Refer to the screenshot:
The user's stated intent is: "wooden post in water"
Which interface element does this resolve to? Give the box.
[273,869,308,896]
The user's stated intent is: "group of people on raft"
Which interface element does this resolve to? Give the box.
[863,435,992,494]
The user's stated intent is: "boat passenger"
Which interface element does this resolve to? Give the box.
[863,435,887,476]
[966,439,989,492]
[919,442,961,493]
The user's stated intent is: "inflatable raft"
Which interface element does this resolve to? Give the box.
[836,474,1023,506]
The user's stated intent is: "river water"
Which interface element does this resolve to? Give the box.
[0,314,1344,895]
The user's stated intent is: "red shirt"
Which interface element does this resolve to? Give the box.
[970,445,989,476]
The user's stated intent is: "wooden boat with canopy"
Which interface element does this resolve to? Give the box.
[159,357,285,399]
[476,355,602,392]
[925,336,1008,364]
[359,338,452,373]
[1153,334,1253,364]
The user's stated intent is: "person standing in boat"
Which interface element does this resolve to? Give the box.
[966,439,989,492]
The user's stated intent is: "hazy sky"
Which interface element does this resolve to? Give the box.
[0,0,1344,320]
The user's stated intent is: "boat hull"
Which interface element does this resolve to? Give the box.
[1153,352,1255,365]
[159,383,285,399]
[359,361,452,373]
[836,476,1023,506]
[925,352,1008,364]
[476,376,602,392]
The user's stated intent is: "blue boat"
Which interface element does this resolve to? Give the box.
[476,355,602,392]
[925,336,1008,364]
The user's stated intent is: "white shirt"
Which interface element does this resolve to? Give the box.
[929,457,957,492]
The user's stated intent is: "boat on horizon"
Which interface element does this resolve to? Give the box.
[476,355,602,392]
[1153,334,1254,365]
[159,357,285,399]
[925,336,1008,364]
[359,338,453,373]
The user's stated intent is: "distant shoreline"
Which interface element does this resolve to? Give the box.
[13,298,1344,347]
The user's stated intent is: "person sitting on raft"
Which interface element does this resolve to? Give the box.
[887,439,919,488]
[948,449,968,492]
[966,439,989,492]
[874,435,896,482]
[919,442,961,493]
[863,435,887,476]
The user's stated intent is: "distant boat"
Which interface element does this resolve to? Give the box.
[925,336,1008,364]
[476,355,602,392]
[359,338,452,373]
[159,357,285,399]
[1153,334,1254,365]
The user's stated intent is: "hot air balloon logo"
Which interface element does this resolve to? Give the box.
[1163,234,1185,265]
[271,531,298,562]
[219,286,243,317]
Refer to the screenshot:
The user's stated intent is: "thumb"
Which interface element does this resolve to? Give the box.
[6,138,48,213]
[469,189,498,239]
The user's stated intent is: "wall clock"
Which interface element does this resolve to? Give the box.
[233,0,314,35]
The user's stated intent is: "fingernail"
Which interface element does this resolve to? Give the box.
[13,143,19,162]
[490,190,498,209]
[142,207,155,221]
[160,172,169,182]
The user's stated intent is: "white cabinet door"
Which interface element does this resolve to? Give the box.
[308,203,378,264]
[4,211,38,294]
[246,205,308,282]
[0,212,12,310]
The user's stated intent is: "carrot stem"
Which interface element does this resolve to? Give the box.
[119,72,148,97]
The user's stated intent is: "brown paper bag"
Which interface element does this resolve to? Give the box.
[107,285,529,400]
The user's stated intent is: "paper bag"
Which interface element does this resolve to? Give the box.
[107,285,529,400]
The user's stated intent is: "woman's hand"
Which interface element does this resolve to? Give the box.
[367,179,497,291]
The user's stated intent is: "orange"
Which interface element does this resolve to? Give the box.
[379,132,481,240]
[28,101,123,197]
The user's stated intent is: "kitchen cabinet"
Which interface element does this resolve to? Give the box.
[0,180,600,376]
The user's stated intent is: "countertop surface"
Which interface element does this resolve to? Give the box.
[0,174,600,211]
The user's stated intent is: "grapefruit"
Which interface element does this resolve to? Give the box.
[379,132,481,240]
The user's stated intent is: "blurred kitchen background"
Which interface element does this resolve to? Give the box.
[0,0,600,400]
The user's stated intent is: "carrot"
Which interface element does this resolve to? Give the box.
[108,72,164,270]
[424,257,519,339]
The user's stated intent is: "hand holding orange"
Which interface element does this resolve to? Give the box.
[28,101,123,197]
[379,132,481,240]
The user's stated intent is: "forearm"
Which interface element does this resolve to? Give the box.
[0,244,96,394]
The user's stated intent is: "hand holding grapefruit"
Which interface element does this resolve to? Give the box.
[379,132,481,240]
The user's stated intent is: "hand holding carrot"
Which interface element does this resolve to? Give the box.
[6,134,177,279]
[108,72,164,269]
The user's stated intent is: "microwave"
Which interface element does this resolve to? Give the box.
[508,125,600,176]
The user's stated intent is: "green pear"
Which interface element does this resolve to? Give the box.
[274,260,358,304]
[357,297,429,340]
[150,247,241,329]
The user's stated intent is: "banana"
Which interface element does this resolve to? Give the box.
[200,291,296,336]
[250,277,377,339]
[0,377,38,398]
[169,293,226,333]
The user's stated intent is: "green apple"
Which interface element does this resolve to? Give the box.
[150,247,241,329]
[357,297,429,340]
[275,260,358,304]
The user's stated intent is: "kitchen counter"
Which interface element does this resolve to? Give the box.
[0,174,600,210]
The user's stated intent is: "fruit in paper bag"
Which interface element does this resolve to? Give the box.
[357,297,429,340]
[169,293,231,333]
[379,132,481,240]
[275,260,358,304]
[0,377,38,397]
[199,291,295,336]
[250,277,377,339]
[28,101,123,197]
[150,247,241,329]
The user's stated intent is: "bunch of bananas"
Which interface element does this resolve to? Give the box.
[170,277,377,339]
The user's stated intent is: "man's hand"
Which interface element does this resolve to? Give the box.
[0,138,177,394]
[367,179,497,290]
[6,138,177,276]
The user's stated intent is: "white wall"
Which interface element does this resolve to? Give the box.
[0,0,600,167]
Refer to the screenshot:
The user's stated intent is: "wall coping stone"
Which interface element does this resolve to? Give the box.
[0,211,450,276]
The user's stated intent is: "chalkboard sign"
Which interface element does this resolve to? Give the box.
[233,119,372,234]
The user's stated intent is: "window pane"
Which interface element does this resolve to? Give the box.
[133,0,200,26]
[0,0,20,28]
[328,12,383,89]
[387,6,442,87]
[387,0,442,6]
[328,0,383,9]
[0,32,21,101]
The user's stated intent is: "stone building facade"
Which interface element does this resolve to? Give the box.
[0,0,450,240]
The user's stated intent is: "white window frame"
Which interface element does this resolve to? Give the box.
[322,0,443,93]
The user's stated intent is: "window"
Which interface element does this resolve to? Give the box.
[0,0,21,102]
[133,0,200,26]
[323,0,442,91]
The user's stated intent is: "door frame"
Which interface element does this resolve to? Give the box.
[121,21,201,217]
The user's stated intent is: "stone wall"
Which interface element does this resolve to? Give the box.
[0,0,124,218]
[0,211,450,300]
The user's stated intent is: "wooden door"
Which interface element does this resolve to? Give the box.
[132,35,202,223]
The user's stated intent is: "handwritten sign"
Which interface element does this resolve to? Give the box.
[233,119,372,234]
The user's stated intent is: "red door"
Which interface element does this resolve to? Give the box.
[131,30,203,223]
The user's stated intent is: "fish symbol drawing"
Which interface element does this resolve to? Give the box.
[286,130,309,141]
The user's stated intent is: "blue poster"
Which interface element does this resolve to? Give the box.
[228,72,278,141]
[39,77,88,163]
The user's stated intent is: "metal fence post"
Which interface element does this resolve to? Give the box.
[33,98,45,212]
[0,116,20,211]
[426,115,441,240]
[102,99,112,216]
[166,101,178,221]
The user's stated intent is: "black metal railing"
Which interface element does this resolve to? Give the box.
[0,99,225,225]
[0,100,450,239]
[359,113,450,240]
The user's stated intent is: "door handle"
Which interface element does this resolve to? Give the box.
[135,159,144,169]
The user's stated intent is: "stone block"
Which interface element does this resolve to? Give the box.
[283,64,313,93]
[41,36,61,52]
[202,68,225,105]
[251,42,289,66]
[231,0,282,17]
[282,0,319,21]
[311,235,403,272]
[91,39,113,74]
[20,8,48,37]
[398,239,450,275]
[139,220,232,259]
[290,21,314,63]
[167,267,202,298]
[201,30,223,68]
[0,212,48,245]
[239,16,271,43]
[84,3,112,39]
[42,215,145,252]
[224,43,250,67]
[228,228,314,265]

----------

Work to be completed :: Please pull out every line of the items above that contains the word "kitchen", and copy each one in full.

Response for this exercise ::
The user's stated intent is: "kitchen cabinet"
The user's stated intent is: "blurred kitchen background"
The user's stated intent is: "kitchen counter"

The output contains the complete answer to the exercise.